▸ **Task brief**: Copy every line in the data below that contains the string "voitures". Case counts.

▸ **Data section**:
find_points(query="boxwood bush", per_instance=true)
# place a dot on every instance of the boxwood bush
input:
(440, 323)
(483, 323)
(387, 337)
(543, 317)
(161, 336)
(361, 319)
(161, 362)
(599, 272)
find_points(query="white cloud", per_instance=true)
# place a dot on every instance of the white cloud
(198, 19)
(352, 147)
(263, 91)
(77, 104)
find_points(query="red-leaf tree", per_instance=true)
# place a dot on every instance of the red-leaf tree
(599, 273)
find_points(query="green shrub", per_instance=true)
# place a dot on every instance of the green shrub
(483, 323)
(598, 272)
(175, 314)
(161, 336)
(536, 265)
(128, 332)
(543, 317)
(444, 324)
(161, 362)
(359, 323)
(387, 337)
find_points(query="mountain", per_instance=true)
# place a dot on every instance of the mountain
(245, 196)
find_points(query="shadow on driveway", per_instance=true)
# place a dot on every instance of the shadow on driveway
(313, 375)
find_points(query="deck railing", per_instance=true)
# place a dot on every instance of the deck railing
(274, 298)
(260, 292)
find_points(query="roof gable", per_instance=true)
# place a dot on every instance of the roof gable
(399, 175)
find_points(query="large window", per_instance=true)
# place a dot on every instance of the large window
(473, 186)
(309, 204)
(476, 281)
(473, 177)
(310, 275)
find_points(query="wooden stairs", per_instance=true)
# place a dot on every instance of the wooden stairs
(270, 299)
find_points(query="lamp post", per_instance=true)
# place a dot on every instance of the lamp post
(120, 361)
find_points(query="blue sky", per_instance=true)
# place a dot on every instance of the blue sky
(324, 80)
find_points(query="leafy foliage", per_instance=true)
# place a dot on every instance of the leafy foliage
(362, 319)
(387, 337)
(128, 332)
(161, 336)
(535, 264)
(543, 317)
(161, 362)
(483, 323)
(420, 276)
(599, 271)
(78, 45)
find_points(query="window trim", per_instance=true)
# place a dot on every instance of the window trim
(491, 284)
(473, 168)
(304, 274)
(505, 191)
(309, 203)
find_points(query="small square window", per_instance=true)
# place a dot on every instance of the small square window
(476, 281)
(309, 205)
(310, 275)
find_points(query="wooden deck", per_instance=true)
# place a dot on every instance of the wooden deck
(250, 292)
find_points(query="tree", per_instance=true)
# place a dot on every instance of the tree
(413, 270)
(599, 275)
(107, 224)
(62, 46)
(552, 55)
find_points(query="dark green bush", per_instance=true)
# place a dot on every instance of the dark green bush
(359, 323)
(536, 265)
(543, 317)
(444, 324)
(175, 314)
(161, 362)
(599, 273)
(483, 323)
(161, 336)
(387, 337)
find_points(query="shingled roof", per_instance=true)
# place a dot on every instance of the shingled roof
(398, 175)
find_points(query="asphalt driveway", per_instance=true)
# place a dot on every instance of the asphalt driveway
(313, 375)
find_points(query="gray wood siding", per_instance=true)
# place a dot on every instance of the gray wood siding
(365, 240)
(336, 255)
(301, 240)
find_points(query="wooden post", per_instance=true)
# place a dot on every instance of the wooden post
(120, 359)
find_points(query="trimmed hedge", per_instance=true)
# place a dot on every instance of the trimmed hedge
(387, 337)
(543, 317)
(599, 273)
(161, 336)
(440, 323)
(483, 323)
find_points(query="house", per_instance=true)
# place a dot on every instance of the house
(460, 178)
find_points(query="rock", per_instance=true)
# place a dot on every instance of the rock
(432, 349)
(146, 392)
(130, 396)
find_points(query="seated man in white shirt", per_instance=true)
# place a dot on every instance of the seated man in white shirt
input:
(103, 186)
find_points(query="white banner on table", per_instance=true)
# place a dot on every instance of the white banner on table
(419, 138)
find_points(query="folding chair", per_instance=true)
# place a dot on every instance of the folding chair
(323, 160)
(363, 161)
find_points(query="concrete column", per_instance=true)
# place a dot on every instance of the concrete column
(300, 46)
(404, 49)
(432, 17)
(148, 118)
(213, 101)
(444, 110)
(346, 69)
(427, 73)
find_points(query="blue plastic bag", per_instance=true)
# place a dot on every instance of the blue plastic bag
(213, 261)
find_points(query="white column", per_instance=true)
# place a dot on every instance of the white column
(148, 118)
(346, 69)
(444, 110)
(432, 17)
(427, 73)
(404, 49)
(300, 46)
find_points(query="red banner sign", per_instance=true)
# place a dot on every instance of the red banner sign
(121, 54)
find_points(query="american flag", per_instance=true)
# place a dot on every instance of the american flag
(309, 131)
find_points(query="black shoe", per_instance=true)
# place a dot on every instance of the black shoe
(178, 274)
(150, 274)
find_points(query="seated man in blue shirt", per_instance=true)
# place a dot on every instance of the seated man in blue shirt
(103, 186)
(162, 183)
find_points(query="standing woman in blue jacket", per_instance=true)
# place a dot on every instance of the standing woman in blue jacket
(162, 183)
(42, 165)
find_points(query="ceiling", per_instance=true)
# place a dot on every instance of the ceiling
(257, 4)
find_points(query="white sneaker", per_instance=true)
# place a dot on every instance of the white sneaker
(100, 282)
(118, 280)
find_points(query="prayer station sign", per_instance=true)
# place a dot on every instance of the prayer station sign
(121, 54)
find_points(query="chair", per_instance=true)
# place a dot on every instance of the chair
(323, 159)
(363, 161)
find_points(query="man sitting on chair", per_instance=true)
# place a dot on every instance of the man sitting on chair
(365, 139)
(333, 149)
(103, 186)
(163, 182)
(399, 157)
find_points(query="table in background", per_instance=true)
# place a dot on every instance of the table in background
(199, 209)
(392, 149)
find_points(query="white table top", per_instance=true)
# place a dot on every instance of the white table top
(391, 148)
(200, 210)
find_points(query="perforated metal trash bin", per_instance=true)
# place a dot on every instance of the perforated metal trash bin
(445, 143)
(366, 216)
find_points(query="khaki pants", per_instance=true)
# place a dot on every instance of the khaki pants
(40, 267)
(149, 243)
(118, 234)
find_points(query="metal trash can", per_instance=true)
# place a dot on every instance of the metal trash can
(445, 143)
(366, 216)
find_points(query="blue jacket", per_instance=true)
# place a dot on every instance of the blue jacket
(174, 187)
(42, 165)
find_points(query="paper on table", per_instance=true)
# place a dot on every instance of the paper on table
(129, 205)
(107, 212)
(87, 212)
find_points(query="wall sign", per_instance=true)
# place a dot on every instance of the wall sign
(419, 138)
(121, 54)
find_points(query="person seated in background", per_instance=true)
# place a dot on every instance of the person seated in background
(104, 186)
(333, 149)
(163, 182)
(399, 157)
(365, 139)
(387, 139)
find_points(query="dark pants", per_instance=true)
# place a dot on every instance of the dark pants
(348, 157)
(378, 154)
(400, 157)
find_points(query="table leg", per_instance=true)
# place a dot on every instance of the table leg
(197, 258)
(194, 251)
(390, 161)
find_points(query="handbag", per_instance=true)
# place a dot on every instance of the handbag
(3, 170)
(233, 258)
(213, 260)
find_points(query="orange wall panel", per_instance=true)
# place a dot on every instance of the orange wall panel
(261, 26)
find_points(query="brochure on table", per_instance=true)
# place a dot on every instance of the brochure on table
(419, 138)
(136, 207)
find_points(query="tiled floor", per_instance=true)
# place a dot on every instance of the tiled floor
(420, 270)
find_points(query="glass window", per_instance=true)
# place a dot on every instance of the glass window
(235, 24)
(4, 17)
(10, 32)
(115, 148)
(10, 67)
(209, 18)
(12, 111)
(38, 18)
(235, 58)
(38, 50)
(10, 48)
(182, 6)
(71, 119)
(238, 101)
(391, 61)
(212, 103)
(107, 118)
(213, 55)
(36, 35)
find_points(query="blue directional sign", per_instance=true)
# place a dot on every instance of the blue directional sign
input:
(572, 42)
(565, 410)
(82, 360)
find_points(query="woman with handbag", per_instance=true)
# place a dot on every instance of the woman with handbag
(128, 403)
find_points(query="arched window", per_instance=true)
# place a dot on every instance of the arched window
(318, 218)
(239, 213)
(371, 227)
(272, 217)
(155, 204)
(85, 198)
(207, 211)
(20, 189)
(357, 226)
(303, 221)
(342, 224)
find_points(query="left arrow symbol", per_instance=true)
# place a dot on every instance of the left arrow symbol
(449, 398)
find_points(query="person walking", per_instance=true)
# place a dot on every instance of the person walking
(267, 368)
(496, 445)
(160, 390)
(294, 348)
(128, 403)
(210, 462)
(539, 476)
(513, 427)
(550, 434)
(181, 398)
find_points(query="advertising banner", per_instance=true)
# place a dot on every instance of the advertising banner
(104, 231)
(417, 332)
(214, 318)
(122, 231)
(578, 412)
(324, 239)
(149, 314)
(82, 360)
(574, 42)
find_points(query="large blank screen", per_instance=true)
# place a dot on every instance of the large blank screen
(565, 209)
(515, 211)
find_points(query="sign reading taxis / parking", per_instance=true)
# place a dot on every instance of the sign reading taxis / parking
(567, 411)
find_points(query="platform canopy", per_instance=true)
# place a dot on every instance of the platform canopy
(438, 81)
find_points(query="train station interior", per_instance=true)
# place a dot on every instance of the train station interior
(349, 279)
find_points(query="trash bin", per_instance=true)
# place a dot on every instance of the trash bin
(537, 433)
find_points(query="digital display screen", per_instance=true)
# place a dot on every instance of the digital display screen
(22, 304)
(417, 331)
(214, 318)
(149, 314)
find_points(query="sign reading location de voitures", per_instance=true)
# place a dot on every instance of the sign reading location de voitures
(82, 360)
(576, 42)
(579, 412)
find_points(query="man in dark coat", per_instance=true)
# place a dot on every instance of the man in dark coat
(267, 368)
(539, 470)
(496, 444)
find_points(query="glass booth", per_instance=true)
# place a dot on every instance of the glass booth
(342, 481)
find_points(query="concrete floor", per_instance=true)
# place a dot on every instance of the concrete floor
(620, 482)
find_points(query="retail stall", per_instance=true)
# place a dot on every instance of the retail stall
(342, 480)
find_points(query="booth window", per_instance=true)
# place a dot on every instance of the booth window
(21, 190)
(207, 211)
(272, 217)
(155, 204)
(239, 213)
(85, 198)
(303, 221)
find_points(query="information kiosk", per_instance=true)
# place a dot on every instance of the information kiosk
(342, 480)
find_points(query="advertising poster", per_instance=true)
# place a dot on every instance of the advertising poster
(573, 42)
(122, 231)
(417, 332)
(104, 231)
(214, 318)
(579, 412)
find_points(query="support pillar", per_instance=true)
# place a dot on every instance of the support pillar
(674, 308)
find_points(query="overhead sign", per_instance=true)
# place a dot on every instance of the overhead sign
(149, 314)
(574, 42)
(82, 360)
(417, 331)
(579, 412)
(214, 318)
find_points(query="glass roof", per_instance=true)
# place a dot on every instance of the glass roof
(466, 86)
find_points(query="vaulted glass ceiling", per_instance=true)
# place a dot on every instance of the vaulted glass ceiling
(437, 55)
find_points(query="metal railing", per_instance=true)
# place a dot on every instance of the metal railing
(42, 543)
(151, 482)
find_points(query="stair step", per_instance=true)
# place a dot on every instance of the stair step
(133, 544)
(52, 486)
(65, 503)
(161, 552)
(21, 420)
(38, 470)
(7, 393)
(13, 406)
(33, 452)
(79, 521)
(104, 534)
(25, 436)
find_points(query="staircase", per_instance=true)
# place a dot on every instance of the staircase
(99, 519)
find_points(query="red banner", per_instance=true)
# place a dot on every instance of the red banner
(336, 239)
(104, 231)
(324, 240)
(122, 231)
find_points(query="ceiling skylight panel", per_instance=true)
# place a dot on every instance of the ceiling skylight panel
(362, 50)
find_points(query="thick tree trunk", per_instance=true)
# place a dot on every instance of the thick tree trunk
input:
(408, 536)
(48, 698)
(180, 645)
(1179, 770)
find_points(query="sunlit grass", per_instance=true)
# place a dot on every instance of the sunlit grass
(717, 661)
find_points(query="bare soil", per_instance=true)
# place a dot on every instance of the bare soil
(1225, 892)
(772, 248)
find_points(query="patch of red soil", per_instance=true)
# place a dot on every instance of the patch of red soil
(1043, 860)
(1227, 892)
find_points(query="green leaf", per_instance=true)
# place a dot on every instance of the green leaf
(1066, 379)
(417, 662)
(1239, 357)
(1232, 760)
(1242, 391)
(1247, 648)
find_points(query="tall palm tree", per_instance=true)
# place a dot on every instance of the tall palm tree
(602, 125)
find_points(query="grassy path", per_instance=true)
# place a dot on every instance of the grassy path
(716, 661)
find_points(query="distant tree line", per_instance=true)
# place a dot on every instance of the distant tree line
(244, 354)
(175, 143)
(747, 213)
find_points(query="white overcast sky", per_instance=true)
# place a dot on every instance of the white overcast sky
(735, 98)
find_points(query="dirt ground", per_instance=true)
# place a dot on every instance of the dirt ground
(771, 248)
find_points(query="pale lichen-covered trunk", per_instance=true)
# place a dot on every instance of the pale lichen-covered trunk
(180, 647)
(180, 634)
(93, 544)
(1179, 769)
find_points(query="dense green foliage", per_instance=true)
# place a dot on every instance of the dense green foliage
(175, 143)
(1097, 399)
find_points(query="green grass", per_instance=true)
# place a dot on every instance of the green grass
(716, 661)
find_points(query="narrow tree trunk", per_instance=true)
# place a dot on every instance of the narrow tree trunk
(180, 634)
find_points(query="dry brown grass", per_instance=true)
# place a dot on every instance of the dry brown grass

▸ **Exercise answer**:
find_points(query="sign reading location de voitures", per_instance=true)
# place a dot on every instance of the sign reading location de voitures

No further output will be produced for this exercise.